*What you need to do:* Return every one of the following records word for word, with each line unchanged.

[Coordinate annotation records]
------------------------

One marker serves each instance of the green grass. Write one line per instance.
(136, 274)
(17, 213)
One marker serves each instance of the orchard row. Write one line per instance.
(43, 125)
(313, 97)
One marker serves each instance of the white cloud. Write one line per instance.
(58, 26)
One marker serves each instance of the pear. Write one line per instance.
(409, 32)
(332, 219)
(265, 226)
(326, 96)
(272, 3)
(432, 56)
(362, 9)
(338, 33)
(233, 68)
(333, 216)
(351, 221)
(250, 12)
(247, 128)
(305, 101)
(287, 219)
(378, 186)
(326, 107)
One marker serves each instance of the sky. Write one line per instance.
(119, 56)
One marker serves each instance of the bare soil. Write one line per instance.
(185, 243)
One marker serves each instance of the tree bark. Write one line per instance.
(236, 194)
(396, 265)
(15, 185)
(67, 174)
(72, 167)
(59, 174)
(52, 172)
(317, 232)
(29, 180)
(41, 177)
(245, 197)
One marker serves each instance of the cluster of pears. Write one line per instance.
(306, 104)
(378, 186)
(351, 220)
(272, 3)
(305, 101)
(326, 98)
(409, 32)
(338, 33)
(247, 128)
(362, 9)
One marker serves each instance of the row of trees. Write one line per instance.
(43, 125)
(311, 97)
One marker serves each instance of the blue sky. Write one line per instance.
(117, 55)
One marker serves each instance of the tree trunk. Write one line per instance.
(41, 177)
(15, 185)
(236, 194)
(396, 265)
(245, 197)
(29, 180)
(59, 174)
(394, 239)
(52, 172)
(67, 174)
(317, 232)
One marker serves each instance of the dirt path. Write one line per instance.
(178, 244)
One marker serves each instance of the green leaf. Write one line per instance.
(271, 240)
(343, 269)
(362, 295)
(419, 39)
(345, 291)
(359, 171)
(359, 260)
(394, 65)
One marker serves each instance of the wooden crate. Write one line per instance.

------------------------

*Answer below:*
One marker serves each instance of the green grass. Write one line per instance.
(136, 274)
(17, 213)
One marker serves each instance of the orchard row. Write one line per instance.
(43, 125)
(313, 97)
One marker serves each instance of the white cloud. Write one line per instance.
(58, 26)
One marker serves each instance of the pear. Write one line per instance.
(409, 32)
(332, 219)
(265, 226)
(326, 96)
(272, 3)
(432, 56)
(362, 9)
(338, 33)
(233, 68)
(333, 216)
(351, 221)
(250, 12)
(247, 128)
(305, 101)
(287, 219)
(378, 186)
(326, 107)
One marker serves each instance of the sky. Write one line per instance.
(119, 56)
One marker serves each instance of the bare soil. Write one line per instance.
(185, 243)
One marker serves each instance of the tree bark. Write one line per instance.
(236, 194)
(396, 265)
(15, 185)
(67, 174)
(72, 167)
(59, 174)
(52, 172)
(317, 232)
(29, 180)
(41, 177)
(245, 197)
One marker serves each instance of the cluster of pears. Write one line per instance.
(306, 104)
(378, 186)
(351, 220)
(272, 3)
(305, 101)
(326, 98)
(409, 32)
(338, 33)
(247, 128)
(362, 9)
One marker serves each instance of the row of trees. Write one line per instance.
(43, 125)
(311, 97)
One marker serves each instance of the blue sky. Write one line per instance.
(117, 55)
One marker serves each instance of the tree trunk. Write one line per instance.
(41, 177)
(15, 185)
(236, 194)
(396, 265)
(245, 197)
(29, 180)
(59, 174)
(394, 239)
(52, 172)
(67, 174)
(317, 232)
One marker serves each instance of the dirt path. Write one line per instance.
(178, 244)
One marker serves each instance of the green leaf. Write one line per instance.
(271, 240)
(343, 269)
(362, 295)
(419, 39)
(345, 291)
(359, 171)
(359, 260)
(394, 65)
One marker serves each instance of the wooden crate. Write one line per instance.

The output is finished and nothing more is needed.